_Problem to work on:_
Every line from the start of the listing below through the line that contains "box: [225, 37, 471, 837]" is to be reproduced word for word.
[Start of Attachment]
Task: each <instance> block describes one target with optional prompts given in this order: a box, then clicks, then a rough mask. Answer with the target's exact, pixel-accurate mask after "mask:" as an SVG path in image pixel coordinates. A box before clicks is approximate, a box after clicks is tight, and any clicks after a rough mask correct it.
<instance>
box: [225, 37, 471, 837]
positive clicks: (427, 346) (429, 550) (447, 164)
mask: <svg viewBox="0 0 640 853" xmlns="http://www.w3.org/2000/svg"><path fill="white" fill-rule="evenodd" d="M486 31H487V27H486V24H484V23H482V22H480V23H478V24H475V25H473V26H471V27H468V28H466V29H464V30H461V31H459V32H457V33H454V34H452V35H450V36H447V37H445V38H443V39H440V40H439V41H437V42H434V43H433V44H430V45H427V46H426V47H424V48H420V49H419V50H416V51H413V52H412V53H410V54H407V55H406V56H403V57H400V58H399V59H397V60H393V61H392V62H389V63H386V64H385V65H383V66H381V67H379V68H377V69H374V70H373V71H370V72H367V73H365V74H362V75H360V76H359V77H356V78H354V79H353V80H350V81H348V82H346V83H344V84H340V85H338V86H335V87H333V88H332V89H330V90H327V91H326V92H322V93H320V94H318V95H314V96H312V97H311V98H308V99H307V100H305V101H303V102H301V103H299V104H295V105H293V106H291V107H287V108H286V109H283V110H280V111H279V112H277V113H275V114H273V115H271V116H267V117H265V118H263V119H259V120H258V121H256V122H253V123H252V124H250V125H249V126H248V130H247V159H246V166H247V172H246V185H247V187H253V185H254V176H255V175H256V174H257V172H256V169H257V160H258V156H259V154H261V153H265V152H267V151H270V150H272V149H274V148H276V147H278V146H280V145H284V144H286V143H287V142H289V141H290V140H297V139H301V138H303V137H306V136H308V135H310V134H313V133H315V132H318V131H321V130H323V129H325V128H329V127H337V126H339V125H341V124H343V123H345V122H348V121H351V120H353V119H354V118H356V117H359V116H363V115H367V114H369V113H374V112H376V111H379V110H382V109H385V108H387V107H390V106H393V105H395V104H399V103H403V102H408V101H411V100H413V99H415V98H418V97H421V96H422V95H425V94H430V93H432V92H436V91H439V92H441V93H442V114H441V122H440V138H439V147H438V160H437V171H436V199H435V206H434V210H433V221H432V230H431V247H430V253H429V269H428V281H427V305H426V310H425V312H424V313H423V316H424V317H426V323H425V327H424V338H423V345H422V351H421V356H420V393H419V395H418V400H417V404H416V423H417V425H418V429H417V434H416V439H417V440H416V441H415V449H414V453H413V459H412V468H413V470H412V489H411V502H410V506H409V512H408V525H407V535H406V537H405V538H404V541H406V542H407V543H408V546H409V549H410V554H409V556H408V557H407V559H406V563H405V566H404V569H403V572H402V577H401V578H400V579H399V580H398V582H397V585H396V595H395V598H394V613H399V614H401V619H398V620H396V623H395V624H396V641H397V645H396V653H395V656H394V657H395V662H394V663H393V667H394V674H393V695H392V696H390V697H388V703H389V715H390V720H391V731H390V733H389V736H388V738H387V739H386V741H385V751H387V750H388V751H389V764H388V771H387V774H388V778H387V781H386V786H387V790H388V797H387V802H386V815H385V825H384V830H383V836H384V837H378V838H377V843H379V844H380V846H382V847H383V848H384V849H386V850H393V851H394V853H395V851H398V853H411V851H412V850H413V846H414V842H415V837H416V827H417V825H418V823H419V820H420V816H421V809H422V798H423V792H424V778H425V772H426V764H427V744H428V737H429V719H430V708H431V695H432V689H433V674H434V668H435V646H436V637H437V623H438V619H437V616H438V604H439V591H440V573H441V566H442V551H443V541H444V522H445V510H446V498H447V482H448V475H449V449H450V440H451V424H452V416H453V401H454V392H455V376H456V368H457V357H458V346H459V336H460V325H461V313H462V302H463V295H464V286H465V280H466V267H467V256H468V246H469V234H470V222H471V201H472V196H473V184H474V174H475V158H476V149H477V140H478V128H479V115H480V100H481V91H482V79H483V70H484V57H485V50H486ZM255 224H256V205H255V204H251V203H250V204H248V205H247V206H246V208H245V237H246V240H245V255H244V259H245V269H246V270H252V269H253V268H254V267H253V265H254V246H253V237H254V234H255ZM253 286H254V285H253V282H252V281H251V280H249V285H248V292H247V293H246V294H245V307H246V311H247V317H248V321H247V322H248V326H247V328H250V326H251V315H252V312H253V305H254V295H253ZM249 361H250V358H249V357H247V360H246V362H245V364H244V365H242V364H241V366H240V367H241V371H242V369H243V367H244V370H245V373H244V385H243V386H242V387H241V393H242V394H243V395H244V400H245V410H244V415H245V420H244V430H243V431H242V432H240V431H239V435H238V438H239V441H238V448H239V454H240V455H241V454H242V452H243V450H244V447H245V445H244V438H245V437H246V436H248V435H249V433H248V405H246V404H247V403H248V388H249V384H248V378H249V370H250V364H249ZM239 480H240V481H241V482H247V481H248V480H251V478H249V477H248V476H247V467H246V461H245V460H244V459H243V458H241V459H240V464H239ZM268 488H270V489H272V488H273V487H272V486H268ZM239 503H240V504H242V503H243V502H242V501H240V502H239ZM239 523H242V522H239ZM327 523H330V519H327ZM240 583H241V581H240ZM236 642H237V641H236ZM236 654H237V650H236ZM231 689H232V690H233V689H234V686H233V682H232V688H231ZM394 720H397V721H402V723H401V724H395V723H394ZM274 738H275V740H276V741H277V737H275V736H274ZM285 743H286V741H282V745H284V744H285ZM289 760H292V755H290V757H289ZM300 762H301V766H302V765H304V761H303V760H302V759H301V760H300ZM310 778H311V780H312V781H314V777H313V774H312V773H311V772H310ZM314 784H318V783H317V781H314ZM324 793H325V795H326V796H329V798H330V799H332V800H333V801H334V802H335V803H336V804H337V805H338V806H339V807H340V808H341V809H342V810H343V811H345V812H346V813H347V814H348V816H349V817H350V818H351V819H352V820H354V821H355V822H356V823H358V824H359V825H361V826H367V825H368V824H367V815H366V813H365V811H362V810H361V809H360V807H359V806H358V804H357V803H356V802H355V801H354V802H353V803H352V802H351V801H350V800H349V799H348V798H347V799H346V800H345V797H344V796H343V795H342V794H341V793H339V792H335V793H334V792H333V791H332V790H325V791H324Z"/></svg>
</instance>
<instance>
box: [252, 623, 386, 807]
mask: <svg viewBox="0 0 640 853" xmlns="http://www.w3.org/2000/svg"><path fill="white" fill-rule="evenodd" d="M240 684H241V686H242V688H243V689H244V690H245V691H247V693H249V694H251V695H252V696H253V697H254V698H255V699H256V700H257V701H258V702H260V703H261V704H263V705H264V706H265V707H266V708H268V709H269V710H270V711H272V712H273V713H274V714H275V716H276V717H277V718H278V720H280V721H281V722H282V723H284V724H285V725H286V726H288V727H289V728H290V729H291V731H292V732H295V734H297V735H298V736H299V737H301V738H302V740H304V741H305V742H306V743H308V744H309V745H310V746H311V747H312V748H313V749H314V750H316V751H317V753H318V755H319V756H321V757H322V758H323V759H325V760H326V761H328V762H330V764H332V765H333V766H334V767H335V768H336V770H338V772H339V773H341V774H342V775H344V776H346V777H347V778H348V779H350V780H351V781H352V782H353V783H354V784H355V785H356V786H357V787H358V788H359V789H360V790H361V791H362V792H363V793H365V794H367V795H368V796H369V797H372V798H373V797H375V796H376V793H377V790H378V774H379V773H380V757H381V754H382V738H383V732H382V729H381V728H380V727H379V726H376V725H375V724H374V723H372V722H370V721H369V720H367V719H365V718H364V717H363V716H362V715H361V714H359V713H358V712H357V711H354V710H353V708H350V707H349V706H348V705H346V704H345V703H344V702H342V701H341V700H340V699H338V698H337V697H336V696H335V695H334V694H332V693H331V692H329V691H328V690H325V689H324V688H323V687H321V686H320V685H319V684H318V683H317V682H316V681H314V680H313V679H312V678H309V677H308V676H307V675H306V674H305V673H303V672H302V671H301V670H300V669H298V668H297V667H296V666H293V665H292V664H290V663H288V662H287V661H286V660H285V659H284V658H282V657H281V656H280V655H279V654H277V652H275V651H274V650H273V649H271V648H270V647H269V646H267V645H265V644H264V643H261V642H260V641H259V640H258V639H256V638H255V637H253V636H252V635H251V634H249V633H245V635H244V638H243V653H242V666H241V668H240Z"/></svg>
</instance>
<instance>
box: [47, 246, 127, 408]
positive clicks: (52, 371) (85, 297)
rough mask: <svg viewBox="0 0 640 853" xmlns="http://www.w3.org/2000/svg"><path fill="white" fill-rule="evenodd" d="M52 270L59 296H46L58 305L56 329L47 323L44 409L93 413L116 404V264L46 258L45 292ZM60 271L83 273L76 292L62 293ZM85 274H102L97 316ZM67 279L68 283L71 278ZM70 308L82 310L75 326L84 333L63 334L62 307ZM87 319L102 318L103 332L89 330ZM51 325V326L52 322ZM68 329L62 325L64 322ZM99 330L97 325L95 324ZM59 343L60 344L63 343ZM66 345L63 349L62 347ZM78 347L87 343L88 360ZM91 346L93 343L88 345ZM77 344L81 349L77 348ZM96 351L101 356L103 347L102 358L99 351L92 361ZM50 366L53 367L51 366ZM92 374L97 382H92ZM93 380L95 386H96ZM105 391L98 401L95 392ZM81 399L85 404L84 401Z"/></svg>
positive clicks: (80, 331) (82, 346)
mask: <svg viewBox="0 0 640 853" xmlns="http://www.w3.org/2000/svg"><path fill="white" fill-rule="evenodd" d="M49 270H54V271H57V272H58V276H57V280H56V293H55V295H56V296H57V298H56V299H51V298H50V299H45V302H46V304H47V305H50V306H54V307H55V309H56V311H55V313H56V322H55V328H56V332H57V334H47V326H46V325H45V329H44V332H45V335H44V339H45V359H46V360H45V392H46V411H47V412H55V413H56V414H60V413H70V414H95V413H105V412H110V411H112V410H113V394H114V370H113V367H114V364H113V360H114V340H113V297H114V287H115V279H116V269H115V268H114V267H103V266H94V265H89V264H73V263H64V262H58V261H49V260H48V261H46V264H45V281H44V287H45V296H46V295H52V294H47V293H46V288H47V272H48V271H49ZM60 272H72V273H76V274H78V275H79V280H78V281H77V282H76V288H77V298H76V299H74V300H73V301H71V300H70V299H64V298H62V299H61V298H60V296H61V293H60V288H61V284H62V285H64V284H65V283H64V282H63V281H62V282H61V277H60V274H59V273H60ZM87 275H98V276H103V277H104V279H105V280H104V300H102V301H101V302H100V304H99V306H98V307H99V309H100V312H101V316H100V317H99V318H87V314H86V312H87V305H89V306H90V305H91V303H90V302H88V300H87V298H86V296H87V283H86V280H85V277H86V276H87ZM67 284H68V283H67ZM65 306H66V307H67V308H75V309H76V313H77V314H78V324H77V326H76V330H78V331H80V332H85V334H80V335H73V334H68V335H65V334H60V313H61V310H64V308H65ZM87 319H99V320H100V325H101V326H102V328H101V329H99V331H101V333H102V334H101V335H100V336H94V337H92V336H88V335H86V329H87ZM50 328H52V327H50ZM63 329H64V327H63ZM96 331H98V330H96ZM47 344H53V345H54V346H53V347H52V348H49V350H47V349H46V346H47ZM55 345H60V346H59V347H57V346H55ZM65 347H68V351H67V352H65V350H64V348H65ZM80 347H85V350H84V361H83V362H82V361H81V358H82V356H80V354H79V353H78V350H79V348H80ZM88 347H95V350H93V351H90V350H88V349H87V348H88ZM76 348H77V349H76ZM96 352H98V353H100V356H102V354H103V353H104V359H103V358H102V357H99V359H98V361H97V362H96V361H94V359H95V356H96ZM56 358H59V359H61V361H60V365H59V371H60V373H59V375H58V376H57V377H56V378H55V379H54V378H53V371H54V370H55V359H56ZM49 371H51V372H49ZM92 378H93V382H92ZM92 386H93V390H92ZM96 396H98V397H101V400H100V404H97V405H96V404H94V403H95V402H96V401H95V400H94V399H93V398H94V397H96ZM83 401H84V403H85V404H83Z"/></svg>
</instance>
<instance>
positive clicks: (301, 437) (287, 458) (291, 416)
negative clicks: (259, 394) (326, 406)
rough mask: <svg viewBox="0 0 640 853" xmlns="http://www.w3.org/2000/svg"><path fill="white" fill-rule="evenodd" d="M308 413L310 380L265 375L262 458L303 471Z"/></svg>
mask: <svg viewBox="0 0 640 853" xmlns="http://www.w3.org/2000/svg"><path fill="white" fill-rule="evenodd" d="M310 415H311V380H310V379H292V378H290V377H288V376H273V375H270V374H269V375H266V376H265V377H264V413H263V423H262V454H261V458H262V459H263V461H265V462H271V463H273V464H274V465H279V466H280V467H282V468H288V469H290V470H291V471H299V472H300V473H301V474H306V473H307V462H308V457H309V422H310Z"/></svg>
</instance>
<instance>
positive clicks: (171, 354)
[End of Attachment]
_Response for this exercise:_
Task: each <instance> block describes one target with optional prompts given in this order: a box, then clicks, then a rough mask. Answer with the target's exact, pixel-accurate mask after "mask:" as an SVG path in image pixel coordinates. A box before clicks is approximate, a box after clicks is tight, and any clicks after a rough mask correct it.
<instance>
box: [225, 37, 471, 837]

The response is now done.